--- To-do list ---
a. Answer these questions using the Liege Airport text:
(i) What freight traffic figure did the airport reach at the end of 2021?
(ii) In what year did the first terminal on the site open?
(iii) Which airline uses Liege Airport as its global hub?
b. Print the stretch of the Liege Airport text from "It is mainly" through "or irregular basis.", copying it word for word.

Liege Airport , previously called Liege-Bierset Airport, is an international airport located  west of the city of Liège, Wallonia in Belgium. The airport mainly focuses on air freight. At the end of 2021, freight traffic reached 1,412,498 tonnes (+26%). Liege Airport is now the 5th biggest cargo airport in Europe and the 22nd biggest in the world.

Overview
The airport is located in Grâce-Hollogne, Liège Province, north-west of the city of Liege, in the east of Belgium. The first terminal on the site opened in 1930.

It is mainly used for freight/cargo operations, but also serves a number of destinations for passengers (mainly charters). Liege is located in the centre of the golden triangle Paris – Amsterdam – Frankfurt that handles 66% of European freight, and 75% when taken together with London. In 2018, it was the seventh biggest cargo airport in Europe. Liege Airport is the biggest cargo airport in Belgium, and the third-biggest for passengers after Brussels Airport and Brussels South Charleroi Airport. It is the global hub of ASL Airlines Belgium (the former TNT Airways) and is also used by several other cargo carriers on a scheduled or irregular basis.

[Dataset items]
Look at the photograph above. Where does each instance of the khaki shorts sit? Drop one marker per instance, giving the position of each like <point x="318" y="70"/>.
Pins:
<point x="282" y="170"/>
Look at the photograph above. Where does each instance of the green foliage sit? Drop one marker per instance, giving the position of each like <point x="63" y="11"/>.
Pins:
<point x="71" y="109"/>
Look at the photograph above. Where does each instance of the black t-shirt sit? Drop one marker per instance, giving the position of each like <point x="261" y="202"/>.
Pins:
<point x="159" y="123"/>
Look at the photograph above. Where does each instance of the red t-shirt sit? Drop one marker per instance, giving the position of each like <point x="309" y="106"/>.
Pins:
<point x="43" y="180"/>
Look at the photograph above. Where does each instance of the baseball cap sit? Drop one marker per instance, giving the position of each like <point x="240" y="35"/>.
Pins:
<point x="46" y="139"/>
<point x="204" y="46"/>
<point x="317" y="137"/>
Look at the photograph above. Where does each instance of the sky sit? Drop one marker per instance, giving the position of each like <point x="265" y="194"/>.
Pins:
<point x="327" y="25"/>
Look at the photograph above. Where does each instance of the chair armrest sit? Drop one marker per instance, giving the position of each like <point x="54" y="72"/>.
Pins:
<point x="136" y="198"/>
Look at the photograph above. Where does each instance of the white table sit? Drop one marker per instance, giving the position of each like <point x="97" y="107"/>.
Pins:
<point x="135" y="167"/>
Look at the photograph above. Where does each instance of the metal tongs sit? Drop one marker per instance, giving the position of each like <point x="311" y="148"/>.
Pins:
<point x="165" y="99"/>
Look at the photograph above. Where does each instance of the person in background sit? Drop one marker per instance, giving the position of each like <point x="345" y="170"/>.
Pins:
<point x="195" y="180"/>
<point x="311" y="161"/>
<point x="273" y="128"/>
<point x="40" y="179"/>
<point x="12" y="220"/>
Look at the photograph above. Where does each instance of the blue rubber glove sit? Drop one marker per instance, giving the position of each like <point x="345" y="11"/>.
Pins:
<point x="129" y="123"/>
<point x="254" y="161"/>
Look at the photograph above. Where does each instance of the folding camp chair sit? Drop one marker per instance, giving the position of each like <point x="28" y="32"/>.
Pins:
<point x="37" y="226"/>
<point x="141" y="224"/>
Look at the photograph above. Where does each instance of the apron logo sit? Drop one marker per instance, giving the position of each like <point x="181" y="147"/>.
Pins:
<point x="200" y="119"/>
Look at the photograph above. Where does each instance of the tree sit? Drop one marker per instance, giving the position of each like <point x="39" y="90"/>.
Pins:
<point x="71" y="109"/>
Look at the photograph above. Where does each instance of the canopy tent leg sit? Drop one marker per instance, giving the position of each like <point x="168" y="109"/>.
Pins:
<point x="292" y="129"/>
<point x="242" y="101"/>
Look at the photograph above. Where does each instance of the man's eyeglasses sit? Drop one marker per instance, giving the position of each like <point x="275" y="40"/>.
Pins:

--- Correct answers ---
a.
(i) 1,412,498 tonnes
(ii) 1930
(iii) ASL Airlines Belgium

b.
It is mainly used for freight/cargo operations, but also serves a number of destinations for passengers (mainly charters). Liege is located in the centre of the golden triangle Paris – Amsterdam – Frankfurt that handles 66% of European freight, and 75% when taken together with London. In 2018, it was the seventh biggest cargo airport in Europe. Liege Airport is the biggest cargo airport in Belgium, and the third-biggest for passengers after Brussels Airport and Brussels South Charleroi Airport. It is the global hub of ASL Airlines Belgium (the former TNT Airways) and is also used by several other cargo carriers on a scheduled or irregular basis.